Records shown section start

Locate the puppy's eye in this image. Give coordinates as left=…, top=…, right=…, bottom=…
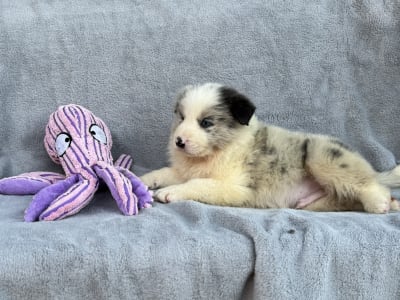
left=176, top=111, right=184, bottom=121
left=199, top=118, right=214, bottom=129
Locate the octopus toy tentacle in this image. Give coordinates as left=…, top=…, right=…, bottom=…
left=114, top=154, right=133, bottom=170
left=24, top=174, right=79, bottom=222
left=93, top=163, right=138, bottom=216
left=38, top=174, right=99, bottom=221
left=0, top=172, right=66, bottom=195
left=118, top=168, right=153, bottom=209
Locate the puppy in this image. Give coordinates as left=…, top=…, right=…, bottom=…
left=141, top=83, right=400, bottom=213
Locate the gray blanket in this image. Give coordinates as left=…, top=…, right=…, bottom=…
left=1, top=0, right=400, bottom=299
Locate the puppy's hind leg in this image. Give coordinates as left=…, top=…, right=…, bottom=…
left=377, top=165, right=400, bottom=211
left=390, top=197, right=400, bottom=211
left=304, top=138, right=391, bottom=213
left=357, top=183, right=392, bottom=213
left=302, top=195, right=364, bottom=212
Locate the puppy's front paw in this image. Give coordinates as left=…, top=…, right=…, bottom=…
left=140, top=173, right=161, bottom=190
left=154, top=186, right=186, bottom=203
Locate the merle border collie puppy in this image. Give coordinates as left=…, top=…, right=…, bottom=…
left=141, top=83, right=400, bottom=213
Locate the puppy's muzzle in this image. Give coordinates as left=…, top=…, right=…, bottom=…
left=176, top=137, right=185, bottom=149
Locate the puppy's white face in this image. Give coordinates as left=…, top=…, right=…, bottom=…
left=170, top=83, right=256, bottom=158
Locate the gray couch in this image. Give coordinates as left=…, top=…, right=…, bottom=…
left=1, top=1, right=400, bottom=299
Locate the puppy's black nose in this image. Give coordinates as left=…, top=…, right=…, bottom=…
left=176, top=137, right=185, bottom=149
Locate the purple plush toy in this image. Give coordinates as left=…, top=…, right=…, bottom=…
left=0, top=104, right=153, bottom=222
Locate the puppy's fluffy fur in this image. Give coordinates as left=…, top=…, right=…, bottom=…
left=141, top=83, right=400, bottom=213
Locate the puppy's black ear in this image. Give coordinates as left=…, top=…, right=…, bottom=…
left=220, top=87, right=256, bottom=125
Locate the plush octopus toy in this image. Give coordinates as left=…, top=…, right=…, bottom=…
left=0, top=104, right=153, bottom=222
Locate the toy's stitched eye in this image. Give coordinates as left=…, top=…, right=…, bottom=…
left=89, top=124, right=107, bottom=144
left=199, top=118, right=214, bottom=129
left=55, top=133, right=72, bottom=156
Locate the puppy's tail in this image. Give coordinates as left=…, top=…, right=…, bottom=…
left=376, top=165, right=400, bottom=188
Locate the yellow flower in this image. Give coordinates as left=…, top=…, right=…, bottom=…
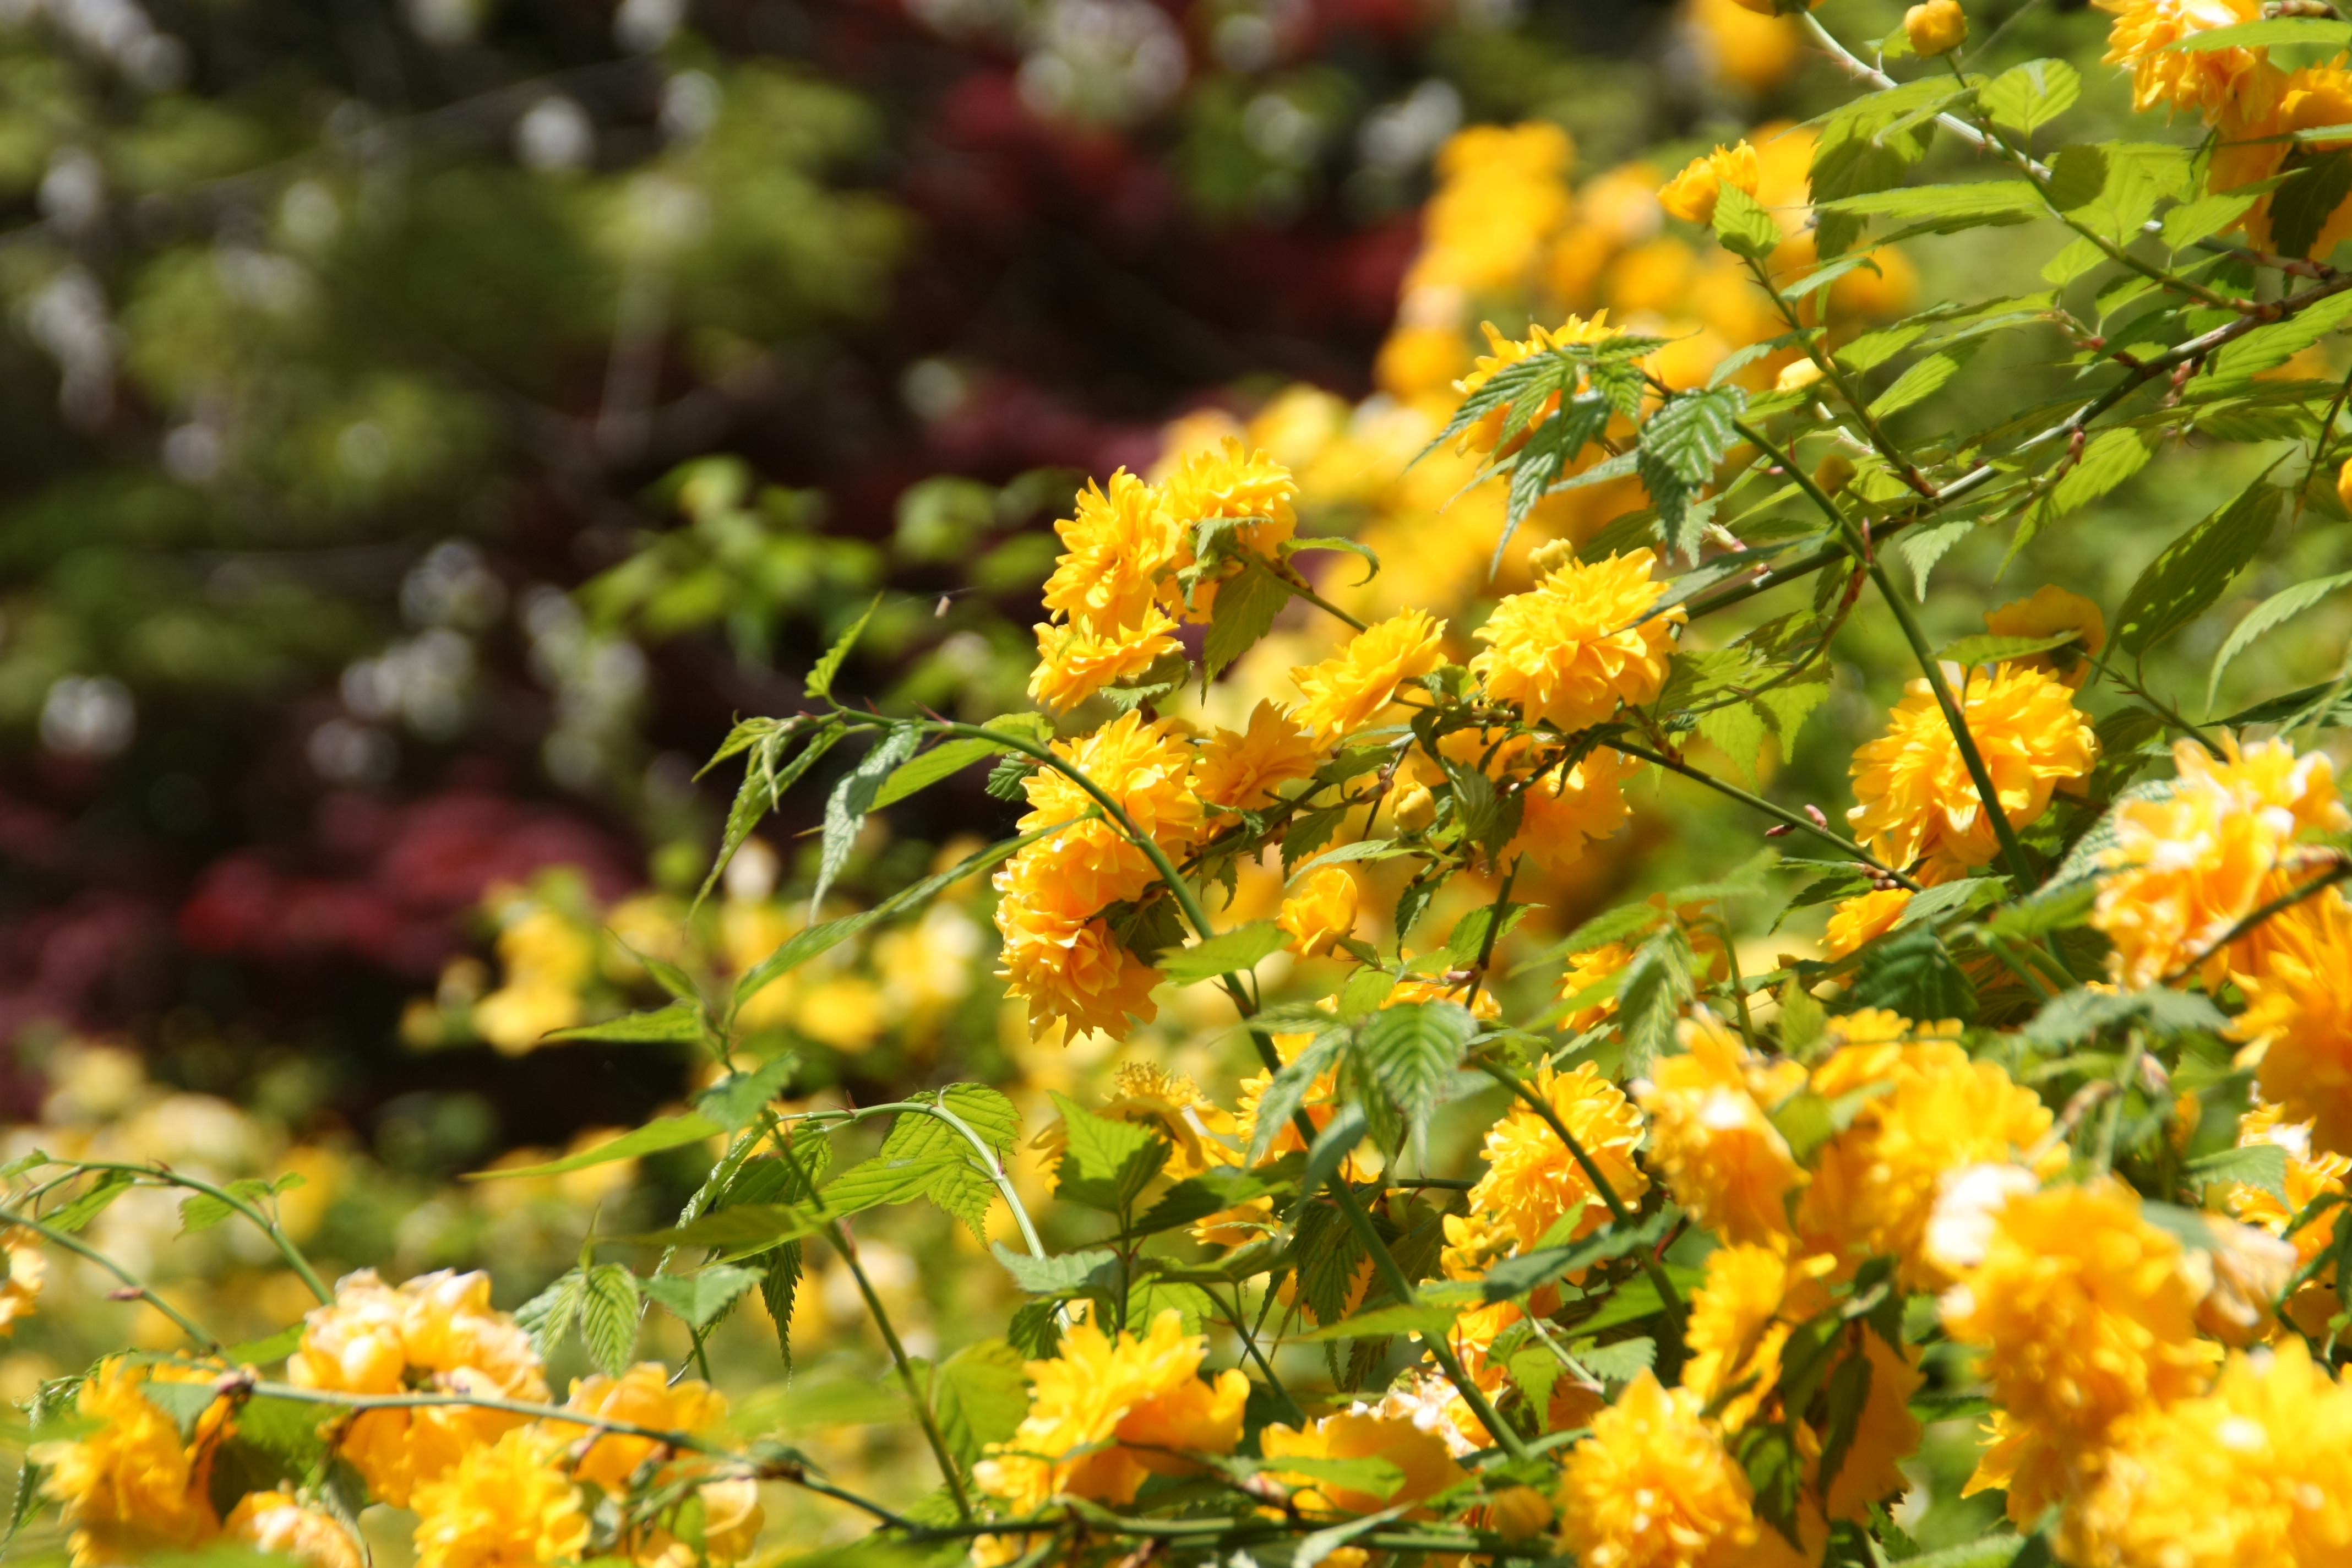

Records shown section end

-- What to do --
Once you find the line that contains "Locate the gray couch", give it again along with every later line through the end of the data, word for word, minus the pictures.

-- Answer for this exercise --
Locate the gray couch in this image. Give coordinates as left=…, top=…, right=…, bottom=…
left=1, top=1, right=400, bottom=299
Locate the puppy's black nose in this image. Give coordinates as left=…, top=…, right=…, bottom=…
left=176, top=137, right=185, bottom=149
Locate the purple plush toy in this image. Give coordinates as left=…, top=…, right=…, bottom=…
left=0, top=104, right=153, bottom=222
Locate the puppy's fluffy fur in this image. Give coordinates as left=…, top=…, right=…, bottom=…
left=141, top=83, right=400, bottom=213
Locate the puppy's black ear in this image. Give coordinates as left=…, top=…, right=…, bottom=…
left=220, top=87, right=256, bottom=125
Locate the plush octopus toy in this image. Give coordinates as left=…, top=…, right=…, bottom=…
left=0, top=104, right=153, bottom=222
Locate the toy's stitched eye in this image. Give coordinates as left=…, top=…, right=…, bottom=…
left=89, top=124, right=107, bottom=144
left=199, top=118, right=214, bottom=129
left=55, top=133, right=72, bottom=156
Locate the puppy's tail in this image. Give coordinates as left=…, top=…, right=…, bottom=…
left=376, top=165, right=400, bottom=188
Locate the yellow flower in this image. Give coordinates as left=…, top=…, right=…, bottom=…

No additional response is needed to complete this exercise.